## begin THE RECORDS
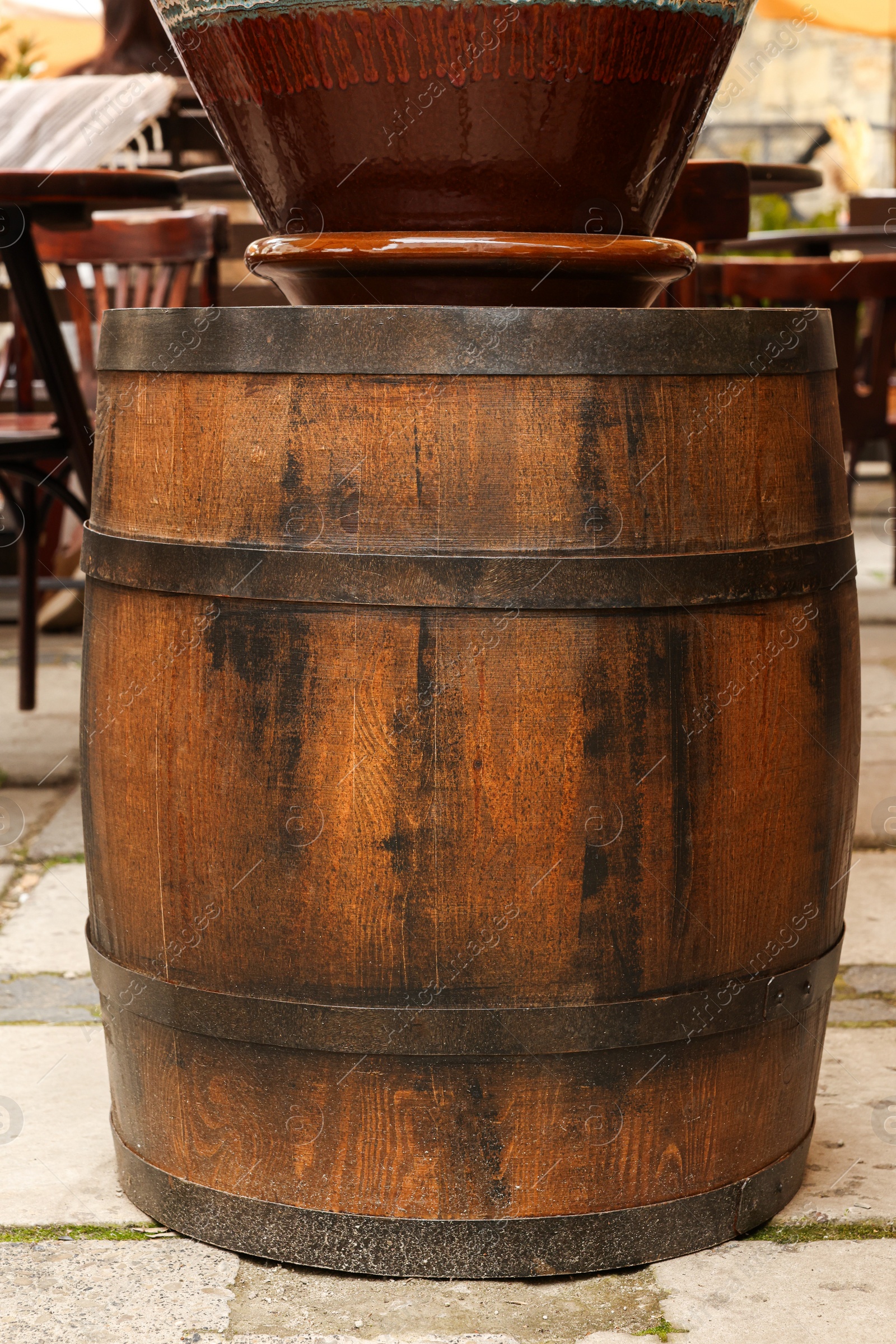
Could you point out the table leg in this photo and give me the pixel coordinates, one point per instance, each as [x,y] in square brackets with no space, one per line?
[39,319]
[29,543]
## end THE RECORDS
## begin THE RECORDS
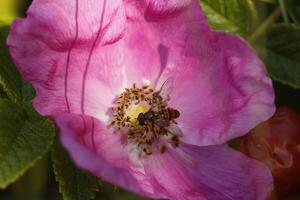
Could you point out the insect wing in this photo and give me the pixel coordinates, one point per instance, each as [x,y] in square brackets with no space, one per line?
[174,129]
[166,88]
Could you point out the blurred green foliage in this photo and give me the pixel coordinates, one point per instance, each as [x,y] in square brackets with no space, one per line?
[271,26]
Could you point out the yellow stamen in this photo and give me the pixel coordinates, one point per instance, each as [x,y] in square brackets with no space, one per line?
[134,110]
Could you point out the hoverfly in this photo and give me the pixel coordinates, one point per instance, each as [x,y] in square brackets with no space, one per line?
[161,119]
## end THE RECORDS
Show every line of the listing above that contains the word "insect".

Could you point out the insect wing in this photo and give me the pixel coordinates, one point per instance, each as [x,y] in square brackets with no space, one per line?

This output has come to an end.